■ RECORD EXCERPTS:
================================

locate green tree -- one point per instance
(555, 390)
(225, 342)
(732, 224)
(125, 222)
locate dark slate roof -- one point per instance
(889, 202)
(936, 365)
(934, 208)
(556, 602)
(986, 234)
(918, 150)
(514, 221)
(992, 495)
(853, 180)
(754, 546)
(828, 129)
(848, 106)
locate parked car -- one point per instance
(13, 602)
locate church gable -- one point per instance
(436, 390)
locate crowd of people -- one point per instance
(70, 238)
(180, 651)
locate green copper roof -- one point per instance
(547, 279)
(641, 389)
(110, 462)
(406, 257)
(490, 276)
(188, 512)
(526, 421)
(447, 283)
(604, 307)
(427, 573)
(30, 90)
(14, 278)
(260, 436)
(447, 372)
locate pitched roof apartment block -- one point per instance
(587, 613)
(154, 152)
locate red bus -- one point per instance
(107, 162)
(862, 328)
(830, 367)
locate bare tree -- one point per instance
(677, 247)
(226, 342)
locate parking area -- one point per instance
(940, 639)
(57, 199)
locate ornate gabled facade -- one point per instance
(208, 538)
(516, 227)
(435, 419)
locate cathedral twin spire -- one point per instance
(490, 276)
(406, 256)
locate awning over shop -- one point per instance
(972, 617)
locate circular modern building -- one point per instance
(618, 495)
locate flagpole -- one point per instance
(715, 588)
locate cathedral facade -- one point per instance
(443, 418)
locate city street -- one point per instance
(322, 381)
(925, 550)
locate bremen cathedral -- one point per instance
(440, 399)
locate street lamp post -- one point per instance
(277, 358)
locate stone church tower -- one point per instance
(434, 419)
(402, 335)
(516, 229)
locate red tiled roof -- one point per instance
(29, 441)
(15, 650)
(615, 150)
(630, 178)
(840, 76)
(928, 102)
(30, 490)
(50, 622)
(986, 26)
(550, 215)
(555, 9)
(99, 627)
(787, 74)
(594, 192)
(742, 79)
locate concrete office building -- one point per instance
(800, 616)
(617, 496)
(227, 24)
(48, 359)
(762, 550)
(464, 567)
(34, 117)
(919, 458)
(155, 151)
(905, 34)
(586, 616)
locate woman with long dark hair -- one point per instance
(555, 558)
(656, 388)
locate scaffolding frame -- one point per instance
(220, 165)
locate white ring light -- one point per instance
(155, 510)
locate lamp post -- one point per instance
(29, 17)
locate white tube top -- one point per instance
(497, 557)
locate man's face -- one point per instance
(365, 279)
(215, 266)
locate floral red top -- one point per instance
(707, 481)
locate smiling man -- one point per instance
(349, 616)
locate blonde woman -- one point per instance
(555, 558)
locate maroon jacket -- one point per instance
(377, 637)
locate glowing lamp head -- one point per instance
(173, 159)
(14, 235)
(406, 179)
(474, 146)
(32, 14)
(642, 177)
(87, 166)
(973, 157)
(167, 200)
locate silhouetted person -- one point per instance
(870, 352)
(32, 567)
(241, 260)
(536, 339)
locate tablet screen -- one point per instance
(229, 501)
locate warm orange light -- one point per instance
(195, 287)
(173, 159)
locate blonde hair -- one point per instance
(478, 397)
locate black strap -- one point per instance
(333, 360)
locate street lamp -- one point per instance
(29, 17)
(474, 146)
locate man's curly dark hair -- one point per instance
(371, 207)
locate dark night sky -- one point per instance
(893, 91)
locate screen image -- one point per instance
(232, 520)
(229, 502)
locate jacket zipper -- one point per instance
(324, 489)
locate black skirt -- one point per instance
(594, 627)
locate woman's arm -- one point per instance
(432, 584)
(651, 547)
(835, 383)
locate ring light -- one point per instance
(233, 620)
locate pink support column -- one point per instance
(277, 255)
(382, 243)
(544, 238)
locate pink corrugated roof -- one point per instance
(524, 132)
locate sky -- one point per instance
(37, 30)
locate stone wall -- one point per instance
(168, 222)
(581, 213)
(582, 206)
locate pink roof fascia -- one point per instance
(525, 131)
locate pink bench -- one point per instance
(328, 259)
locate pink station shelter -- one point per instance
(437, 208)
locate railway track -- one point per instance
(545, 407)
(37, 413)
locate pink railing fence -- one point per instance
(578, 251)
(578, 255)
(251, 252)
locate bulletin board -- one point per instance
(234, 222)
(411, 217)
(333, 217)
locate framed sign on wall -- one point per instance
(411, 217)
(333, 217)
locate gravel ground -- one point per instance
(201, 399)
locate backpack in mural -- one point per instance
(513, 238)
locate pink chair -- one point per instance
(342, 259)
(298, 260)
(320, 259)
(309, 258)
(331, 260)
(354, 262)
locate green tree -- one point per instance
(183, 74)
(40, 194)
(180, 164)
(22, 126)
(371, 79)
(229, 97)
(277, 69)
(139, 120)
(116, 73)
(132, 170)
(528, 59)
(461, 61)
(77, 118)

================================

■ INSTRUCTIONS TO FOLLOW: Quote exactly the line containing "locate maroon jacket" and every later line through the end of the listing, and no other lines.

■ THE RESULT:
locate maroon jacket -- one point per instance
(377, 637)
locate glowing lamp head -- one point per instance
(173, 159)
(14, 235)
(406, 179)
(474, 146)
(32, 14)
(642, 177)
(87, 166)
(973, 157)
(167, 200)
locate silhouetted person -- one point per instance
(870, 352)
(32, 567)
(241, 260)
(536, 339)
locate tablet screen -- one point per instance
(229, 501)
locate warm orange light -- one point per instance
(195, 287)
(173, 159)
locate blonde hair -- one point per instance
(478, 397)
locate black strap -- one point per instance
(333, 360)
locate street lamp -- one point per instance
(29, 17)
(474, 146)
locate man's curly dark hair -- one point per instance
(371, 207)
locate dark night sky -- one point per instance
(893, 91)
locate screen image -- one point per instance
(232, 520)
(229, 502)
locate jacket zipper -- one point per instance
(324, 489)
locate black skirt -- one point per instance
(594, 627)
locate woman's arm -- one point per instance
(432, 584)
(651, 547)
(835, 383)
locate ring light -- one point per instance
(233, 620)
locate pink support column -- one point per instance
(277, 255)
(382, 243)
(544, 238)
locate pink corrugated roof -- one point per instance
(524, 132)
locate sky -- one point per instance
(37, 30)
locate stone wall -- one point per instance
(168, 222)
(581, 213)
(582, 206)
locate pink roof fascia -- one point per instance
(525, 131)
locate pink bench -- one point per instance
(328, 259)
locate pink station shelter -- one point per instance
(437, 208)
locate railway track -- one point per instance
(545, 407)
(37, 413)
locate pink railing fence -- one point per instance
(578, 251)
(578, 255)
(251, 252)
locate bulletin board -- one point per instance
(234, 222)
(411, 217)
(333, 217)
locate framed sign on wall -- one point per instance
(411, 217)
(333, 217)
locate gravel ground -- one point per instance
(201, 399)
locate backpack in mural -- one point per instance
(513, 238)
locate pink chair -- one point per instance
(342, 259)
(298, 260)
(320, 259)
(309, 258)
(331, 260)
(354, 262)
locate green tree -- one point per instance
(183, 74)
(40, 194)
(180, 164)
(22, 126)
(371, 79)
(229, 97)
(277, 69)
(139, 120)
(116, 73)
(132, 170)
(528, 59)
(461, 61)
(77, 118)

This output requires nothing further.